Arts and Culture

Called to a Deeper Personhood

As I have mentioned in previous columns, I am enjoying Sebastian Moore’s extraordinary book “The Crucified Jesus Is No Stranger” (The Seabury Press, 1977, pp. 116).

While Moore has some wonderful insights, the book is demanding. It is a book to read and re-read, and then reflect. When I eventually grasp some point that Moore is making, I find that my effort was well spent because the writing is both deep and original. I think that I am getting much more from the book than I did when I first read it 20 or more years ago.

There is one passage that has moved me to think about the profound mystery that each of us is. We can always go deeper and see more clearly as we reflect on our lives. When reflecting on a mystery, I become aware of something new and simultaneously become aware of how little I understand completely. It is an experience I would describe as a chiaroscuro, a mixture of light and darkness.

A friend of mine, a psychotherapist, was in therapy for 20 years. One reason he stayed in therapy for so long was that he found it helped him to help others. I said to him. “After 20 years, what do you have left to talk about?”

He responded “There’s always something.”

Mystery of Humanity

The following is the passage in Moore’s book that set me thinking about the deep mystery that each of us is:

“Man has a secret operative in all he desires, wills, and creates. It is, that, finally, he does not believe in himself. Balancing all his achievements, there is the death-wish. The latter reaches, in times of crisis and decay, … a dangerous degree of overtness. But even in the time of flowering it was there. Not only does man know that he will die. He lets this fact speak to him of the vanity of all that he strives for.

“But this will-not-to-be is no mere weakness. It resists the power which calls man into being and which, in his consciousness, calls him to being, to identity, to personhood, to himself. The will-not-to-be desires to undo the order of being that represents this power, to make it not the case that man is called to an ever-greater intensity of selfhood.” (p. 13)

Resisting God

Of course, to resist the “power which calls him” is to resist God. I suspect this is what all of us do. St. Paul wrote that the good he wanted to do, he did not do, and the evil he did not want to do, he did. Moore’s quote can remind us that there are no unimportant persons. There is no one who is not being called by God to full personhood. There is no one who is not involved in an ongoing dialogue with God, a dialogue that either leads to a deeper relationship or unfortunately, to a distancing, a weakening of relationship. God is all for us, inviting us to a deeper level of living and loving.

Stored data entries
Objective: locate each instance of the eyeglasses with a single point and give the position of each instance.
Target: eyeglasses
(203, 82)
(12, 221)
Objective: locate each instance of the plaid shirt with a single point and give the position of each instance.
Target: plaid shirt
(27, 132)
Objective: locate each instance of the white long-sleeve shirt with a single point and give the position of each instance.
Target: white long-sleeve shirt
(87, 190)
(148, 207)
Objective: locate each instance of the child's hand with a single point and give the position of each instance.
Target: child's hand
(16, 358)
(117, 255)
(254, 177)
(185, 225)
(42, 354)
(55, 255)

EXERCISE DETAILS: Pick up the column on being called to a deeper personhood and continue it from its last sentence.

SOLVED PROBLEM:
Though our culture does not encourage deep reflection about ourselves or our lives, there are many ways that we can be counter-cultural and enter into deep reflection. I think education can help us do this. I suspect that listening to beautiful music can help us to be more reflective. Reading good magazines can help us to be more reflective about how we are directing our lives.

The film festivals that I conduct are attempts to encourage people to see films that are great art and can lead to deep reflection. This is also the reason that I have been involved for 30 years in an adult education program centered on Catholic novels. Reading a great novel can broaden our horizons and set us thinking about what is most important in our lives.

Submitting to spiritual direction with an intelligent spiritual director can help us. So too can psychotherapy.

I have come to believe that prayer can lead us into the depth of both God and ourselves. Perhaps this is the most important and effective way to grow as persons. What I think is that an honest and open presence to God is the most effective way to enter into the depth of our personhood.

Moore’s insight, expressed in the passage that I quoted, reminds us that God is not against us, but is trying to lead us to the fullness of personhood. This is one truth about God that we are trying to express when we say that God is Love.

Father Robert Lauder is a philosophy professor at St. John’s University, Jamaica, and author of “Pope Francis’ Spirituality and Our Story” (Resurrection Press).